Excerpted text:
+++
University of Detroit Mercy will hold its annual commencement ceremonies on May 10 and 11, 2019, in Calihan Hall on the McNichols Campus.
Rip Rapson, president of The Kresge Foundation, will be commencement speaker for undergraduate graduation ceremonies on Saturday, May 11.
Detroit Mercy will award degrees to a total of 1,478 graduates.
School of Dentistry Commencement Friday, May 10
The Detroit Mercy Dental Commencement Ceremony will take place on Friday, May 10, from 9:30 to 11:30 a.m. in Calihan Hall on the McNichols Campus. This year, 188 students will receive their certificates and degrees. A reception hosted by the Alumni Association will take place immediately after the ceremony in the Student Fitness Center.
This year the School of Dentistry commencement speaker will be Mark T. Murphy, D.D.S. ’81.
Murphy has practiced in the Rochester area for more than 35 years. He is the lead faculty member for Clinical Education at ProSomnus Sleep Technologies, Principal of Funktional Sleep, serves as a guest lecturer at the University of Detroit Mercy School of Dentistry and is a regular presenter at the Pankey Institute.
+++
Dataset extract:
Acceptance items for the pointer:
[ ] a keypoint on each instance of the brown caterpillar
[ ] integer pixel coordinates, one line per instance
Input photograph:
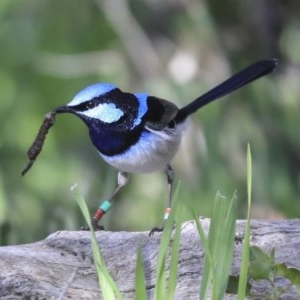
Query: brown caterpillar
(38, 143)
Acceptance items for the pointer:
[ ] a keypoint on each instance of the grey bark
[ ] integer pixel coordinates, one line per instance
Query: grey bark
(61, 266)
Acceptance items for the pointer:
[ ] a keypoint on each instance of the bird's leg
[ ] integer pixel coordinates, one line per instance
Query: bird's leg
(106, 205)
(170, 176)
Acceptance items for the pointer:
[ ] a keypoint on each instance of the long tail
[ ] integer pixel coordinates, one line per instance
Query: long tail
(251, 73)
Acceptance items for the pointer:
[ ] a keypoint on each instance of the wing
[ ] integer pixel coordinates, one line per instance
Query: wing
(160, 113)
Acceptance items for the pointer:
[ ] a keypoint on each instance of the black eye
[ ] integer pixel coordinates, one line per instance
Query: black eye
(90, 104)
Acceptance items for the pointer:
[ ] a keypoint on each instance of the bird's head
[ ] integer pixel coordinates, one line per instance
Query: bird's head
(95, 102)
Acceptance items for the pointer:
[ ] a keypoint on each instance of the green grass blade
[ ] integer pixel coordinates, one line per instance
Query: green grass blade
(207, 274)
(175, 255)
(245, 253)
(218, 245)
(140, 281)
(224, 247)
(160, 285)
(107, 285)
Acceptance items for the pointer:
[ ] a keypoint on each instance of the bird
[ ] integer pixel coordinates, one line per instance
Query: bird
(140, 133)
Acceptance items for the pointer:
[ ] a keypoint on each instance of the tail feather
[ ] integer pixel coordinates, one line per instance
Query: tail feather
(247, 75)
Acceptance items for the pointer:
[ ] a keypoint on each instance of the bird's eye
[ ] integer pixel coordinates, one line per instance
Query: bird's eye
(90, 104)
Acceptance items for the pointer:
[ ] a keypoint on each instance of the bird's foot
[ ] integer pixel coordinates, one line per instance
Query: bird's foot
(156, 229)
(96, 227)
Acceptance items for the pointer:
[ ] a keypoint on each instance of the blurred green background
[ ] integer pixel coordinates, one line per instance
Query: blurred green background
(172, 49)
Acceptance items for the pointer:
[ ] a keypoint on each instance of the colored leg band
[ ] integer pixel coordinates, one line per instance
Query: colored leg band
(167, 213)
(103, 208)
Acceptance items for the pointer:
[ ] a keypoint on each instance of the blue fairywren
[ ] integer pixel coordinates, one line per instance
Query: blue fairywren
(139, 133)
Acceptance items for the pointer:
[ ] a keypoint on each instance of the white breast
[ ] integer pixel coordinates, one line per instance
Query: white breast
(151, 153)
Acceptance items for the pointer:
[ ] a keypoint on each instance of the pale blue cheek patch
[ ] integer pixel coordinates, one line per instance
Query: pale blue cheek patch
(92, 91)
(105, 112)
(142, 100)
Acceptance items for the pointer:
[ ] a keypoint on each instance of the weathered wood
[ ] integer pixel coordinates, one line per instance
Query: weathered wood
(61, 266)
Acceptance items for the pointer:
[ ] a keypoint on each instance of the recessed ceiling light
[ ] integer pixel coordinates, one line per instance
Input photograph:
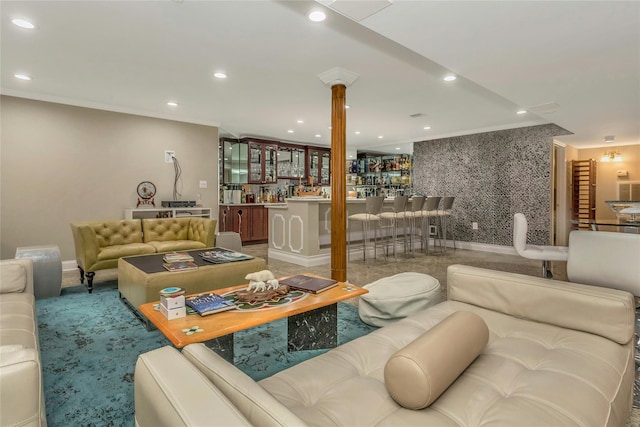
+++
Tasks to complete:
1. Answer these questions from the commencement announcement, one line each:
(a) In which building will the ceremonies take place?
(b) How many students will receive certificates and degrees at the dental ceremony?
(c) Where will the Alumni Association reception be held?
2. Continue the commencement announcement, starting right after its last sentence.

Responses by item number:
1.
(a) Calihan Hall on the McNichols Campus
(b) 188
(c) The Student Fitness Center

2.
He has served on the boards of directors of the Pankey Institute, National Association of Dental Laboratories, Identalloy Council, Foundation for Dental Laboratory Technology, St. Vincent DePaul’s Dental Center and Dental Advisor. He is also a well-known international lecturer on leadership, practice management, communication, case acceptance, dental sleep medicine, TMD, treatment planning, and occlusion.
School of Law Commencement Friday, May 10
The University of Detroit Mercy School of Law will celebrate the graduating Class of 2019 at the Commencement Ceremony on Friday, May 10 at 5 p.m. in Calihan Hall on the McNichols Campus. This year, 174 School graduates will receive their Juris Doctor degrees.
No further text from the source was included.